▸ **What you have to do**:
Using the excerpt about the VCU and UNC Charlotte talks, decide whether each statement below agrees with it. Give yes or no for each, along with the words from the excerpt that decide it, quoted exactly.
1. The VCU audience was the entire senior cohort.
2. Students were required to attend the UNC Charlotte presentations.
3. The Fan District covers 40 blocks.

▸ **Page extract**:
It doesn’t hurt that VCU is a genuinely charming place to spend four years. The Monroe Park campus sits inside the Fan District — an 85-block Victorian neighborhood that claims the largest concentration of intact late-19th-century row houses in the country. Walk a few blocks in any direction and you’re into independent coffee shops, tree-lined streets, and houses that have been standing since before anyone knew what a computer was. It’s the kind of environment that makes you want to linger after a talk, and we did.
Students also benefit from Richmond’s growing tech ecosystem. The city is no longer just a financial services hub; it’s attracting a broader range of companies looking for engineering talent, and VCU’s career services and engineering partnerships reflect that.
VCU vs. UNC Charlotte: Format Shapes the Room
Comparing this presentation to my previous talks at UNC Charlotte’s College of Computing and Informatics was instructive — not because one program is better than the other, but because the format difference fundamentally changes who’s in the room and why.
At VCU, I spoke to roughly 150 students — the entire senior cohort. Everyone was at the same inflection point in their academic journey, which created a particular kind of focused energy. There was no self-selection happening; this was a scheduled session for the class, which means the full range of interests and backgrounds was represented.
My sessions at UNC Charlotte were structured differently. Those presentations were voluntary — students who wanted to learn more about cloud careers showed up because they specifically sought it out. Around 50 students attended, and as you’d expect from a self-selected group, the baseline curiosity about cloud was higher walking in the door. UNC Charlotte’s CCI is a large program in its own right — close to forty full-time faculty and over 450 graduate students — with concentrations spanning AI/Robotics/Gaming, Data Science, and Cybersecurity. Charlotte’s position as a major fintech hub also shapes how those students think about technology; there’s an implicit finance-and-data lens that I don’t have to establish from scratch, which helps when you’re talking about cloud architecture in financial services.

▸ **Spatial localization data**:
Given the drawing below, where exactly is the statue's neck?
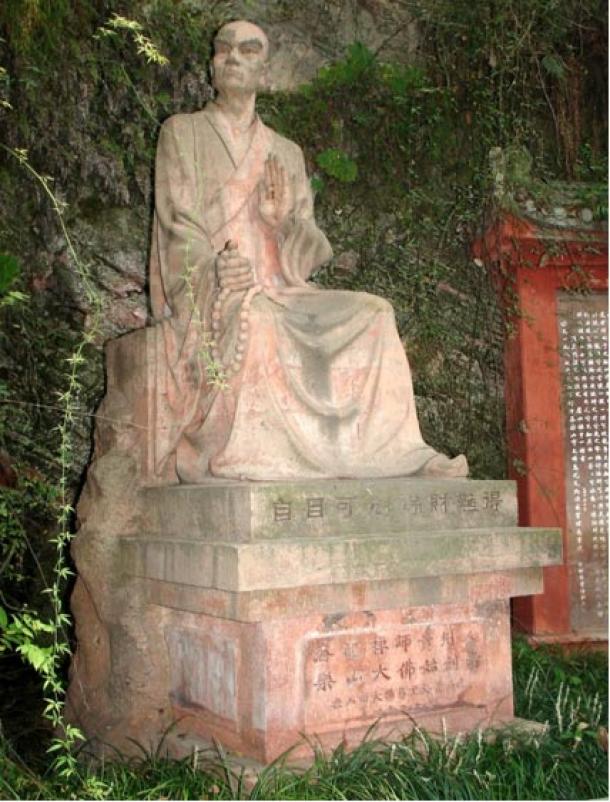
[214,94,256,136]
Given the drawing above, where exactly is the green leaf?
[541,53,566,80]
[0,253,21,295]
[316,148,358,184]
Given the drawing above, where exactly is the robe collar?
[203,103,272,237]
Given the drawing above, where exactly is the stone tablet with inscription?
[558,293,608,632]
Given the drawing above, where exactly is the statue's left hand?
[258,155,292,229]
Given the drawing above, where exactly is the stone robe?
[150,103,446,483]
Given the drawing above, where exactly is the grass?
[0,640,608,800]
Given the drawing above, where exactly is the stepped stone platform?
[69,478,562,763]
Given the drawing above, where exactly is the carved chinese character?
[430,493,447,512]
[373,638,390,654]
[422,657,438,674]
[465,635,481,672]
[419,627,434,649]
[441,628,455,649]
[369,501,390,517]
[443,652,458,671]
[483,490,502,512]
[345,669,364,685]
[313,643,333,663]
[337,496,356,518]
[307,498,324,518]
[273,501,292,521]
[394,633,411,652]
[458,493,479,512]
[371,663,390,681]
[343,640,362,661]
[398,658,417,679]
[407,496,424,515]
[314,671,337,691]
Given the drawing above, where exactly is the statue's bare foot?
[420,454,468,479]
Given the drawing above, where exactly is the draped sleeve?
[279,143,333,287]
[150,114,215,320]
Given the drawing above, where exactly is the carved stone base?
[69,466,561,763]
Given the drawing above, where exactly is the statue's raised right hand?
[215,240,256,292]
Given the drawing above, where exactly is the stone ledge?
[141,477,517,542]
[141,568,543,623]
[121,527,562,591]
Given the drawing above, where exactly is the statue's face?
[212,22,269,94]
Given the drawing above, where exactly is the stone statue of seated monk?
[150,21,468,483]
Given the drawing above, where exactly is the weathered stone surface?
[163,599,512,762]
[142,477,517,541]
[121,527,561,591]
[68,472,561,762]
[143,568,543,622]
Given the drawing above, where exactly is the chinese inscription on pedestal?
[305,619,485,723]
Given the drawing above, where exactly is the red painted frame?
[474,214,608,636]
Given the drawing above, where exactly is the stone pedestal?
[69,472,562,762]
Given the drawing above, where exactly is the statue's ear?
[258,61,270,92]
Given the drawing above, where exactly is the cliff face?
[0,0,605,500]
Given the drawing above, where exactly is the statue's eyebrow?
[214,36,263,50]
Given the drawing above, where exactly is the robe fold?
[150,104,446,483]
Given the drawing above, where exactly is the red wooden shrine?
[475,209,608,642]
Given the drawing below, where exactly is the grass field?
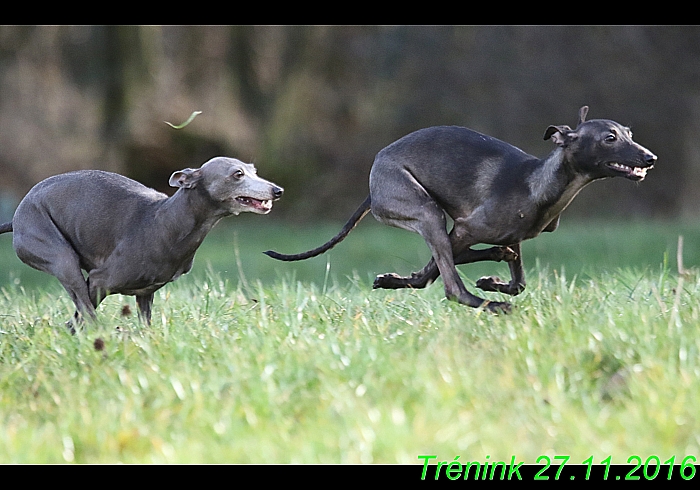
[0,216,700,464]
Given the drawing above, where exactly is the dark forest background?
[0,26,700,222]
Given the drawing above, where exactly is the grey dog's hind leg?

---

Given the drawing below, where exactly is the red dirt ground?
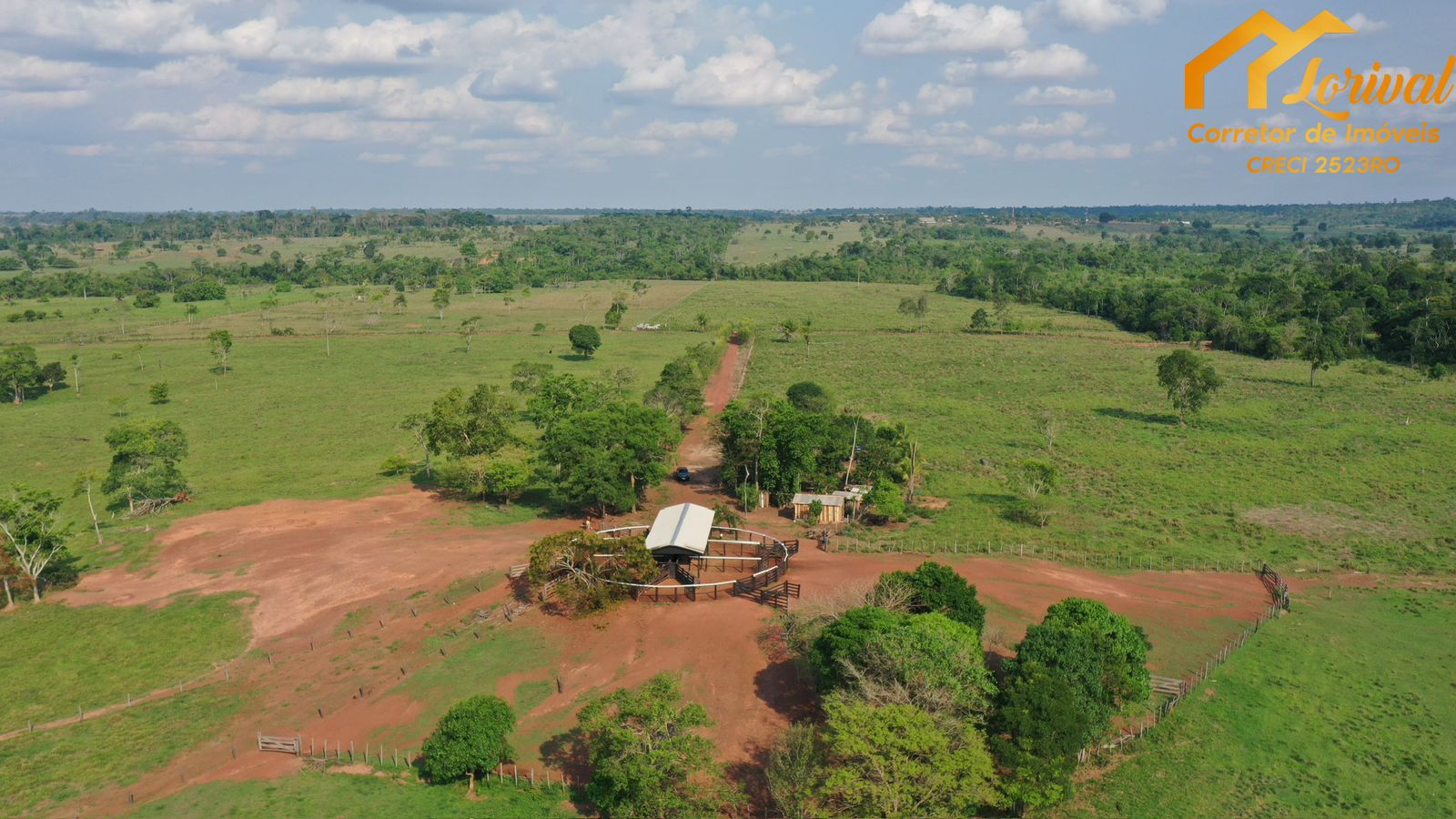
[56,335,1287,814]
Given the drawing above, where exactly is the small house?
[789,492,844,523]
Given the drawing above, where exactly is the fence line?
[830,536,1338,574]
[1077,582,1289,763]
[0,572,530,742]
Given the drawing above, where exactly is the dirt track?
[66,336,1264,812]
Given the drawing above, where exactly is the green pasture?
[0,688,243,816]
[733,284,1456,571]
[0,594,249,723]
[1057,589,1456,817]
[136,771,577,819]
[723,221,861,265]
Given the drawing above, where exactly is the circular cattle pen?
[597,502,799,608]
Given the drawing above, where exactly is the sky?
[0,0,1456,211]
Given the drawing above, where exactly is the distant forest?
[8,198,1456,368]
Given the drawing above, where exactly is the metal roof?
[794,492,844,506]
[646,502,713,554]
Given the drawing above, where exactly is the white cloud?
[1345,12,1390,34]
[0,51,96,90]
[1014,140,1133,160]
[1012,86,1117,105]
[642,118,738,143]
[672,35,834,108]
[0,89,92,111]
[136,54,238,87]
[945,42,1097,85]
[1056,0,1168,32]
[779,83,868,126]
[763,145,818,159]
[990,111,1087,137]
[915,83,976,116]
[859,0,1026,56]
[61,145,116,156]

▸ **Exercise output**:
1. Yes: "At VCU, I spoke to roughly 150 students — the entire senior cohort."
2. No: "Those presentations were voluntary"
3. No: "an 85-block Victorian neighborhood"